[Set exercise] Every line below must be reproduced exactly. Copy them all.

------------------------------------------------------------

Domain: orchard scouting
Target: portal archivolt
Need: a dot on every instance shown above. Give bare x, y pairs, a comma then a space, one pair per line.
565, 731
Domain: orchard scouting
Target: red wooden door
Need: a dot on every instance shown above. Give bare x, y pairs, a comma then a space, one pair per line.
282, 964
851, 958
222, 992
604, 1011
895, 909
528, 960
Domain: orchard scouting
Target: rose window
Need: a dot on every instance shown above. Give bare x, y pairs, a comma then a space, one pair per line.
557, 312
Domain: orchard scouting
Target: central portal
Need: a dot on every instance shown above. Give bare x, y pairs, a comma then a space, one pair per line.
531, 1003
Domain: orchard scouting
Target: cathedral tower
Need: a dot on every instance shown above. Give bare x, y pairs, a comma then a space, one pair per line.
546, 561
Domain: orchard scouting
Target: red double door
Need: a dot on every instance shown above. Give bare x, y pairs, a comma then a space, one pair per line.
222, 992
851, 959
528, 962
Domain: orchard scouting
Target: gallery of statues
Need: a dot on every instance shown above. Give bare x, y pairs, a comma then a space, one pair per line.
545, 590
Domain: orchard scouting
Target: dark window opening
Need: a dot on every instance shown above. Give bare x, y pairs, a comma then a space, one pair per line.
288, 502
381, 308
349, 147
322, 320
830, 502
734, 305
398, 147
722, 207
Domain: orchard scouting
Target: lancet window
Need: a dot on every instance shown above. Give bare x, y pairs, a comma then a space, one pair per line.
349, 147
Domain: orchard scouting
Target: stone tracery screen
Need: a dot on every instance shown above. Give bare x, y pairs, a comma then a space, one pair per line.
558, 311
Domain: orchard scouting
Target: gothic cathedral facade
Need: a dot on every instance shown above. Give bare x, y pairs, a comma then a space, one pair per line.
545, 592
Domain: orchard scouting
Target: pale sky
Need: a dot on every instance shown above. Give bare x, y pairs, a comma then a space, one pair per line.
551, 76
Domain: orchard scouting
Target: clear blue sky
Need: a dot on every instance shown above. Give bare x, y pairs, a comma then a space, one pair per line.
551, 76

------------------------------------------------------------

[Result of the exercise]
Domain: orchard scouting
Target: portal archivolt
Need: a dot on every instance shown above. Give bare x, y pairs, a comma then a space, one pair per line.
565, 731
Domain: orchard scouting
Target: red wooden door
Need: a dot on every instance shown above. Give bare x, y pairs, a comma then a space, one pair per line.
282, 964
851, 958
222, 992
604, 1011
895, 909
528, 960
Domain: orchard scouting
Target: rose window
Need: a dot on every instance shown above. Give bare x, y pairs, a comma then a space, one pair per line.
557, 312
Domain: orchard scouting
Target: central portal
Need: a dot on every instance shown above. Give bare x, y pairs, a comma then a space, one pair per line.
531, 1003
Domain: orchard scouting
Target: cathedral tower
Need: a dot on every instance shown above. Give bare x, y pairs, a comma then a space, one pair per line.
546, 561
Domain: orchard scouting
Target: red double door
Need: a dot on every instance shown above. Give bare x, y pairs, a comma then a space, one pair per line.
222, 992
851, 959
528, 962
Domain: orchard scouting
Target: gallery of statues
Need: a dot on every instance shown above. Give bare x, y pairs, a comma then a space, one pair per line.
545, 590
Domain: orchard scouting
Target: dark window opening
Need: a dot on every instance shown above. Give bare x, y pairs, a comma then a space, one pair per line.
288, 502
381, 308
349, 147
322, 320
830, 502
734, 305
398, 147
722, 207
Domain: orchard scouting
Target: lancet window
Need: a dot on every instance shown above. Give bare x, y pairs, a comma then a space, one pair per line.
349, 147
Domain: orchard scouting
Target: stone tracery screen
Need: a dot on every instance shown above. Give bare x, y pairs, a comma then a space, one pair per line.
558, 311
Domain: orchard scouting
Target: gothic cathedral facade
Need: a dot on every instance shown above. Give bare x, y pairs, a comma then a space, one pair per line.
545, 592
Domain: orchard scouting
Target: pale sky
Need: a dot on every instance shown above. Give bare x, y pairs, a comma then a space, one pair per line.
551, 76
Domain: orchard scouting
Target: clear blue sky
Need: a dot on every instance shown above. Give bare x, y pairs, a comma then a space, one pair per line.
551, 76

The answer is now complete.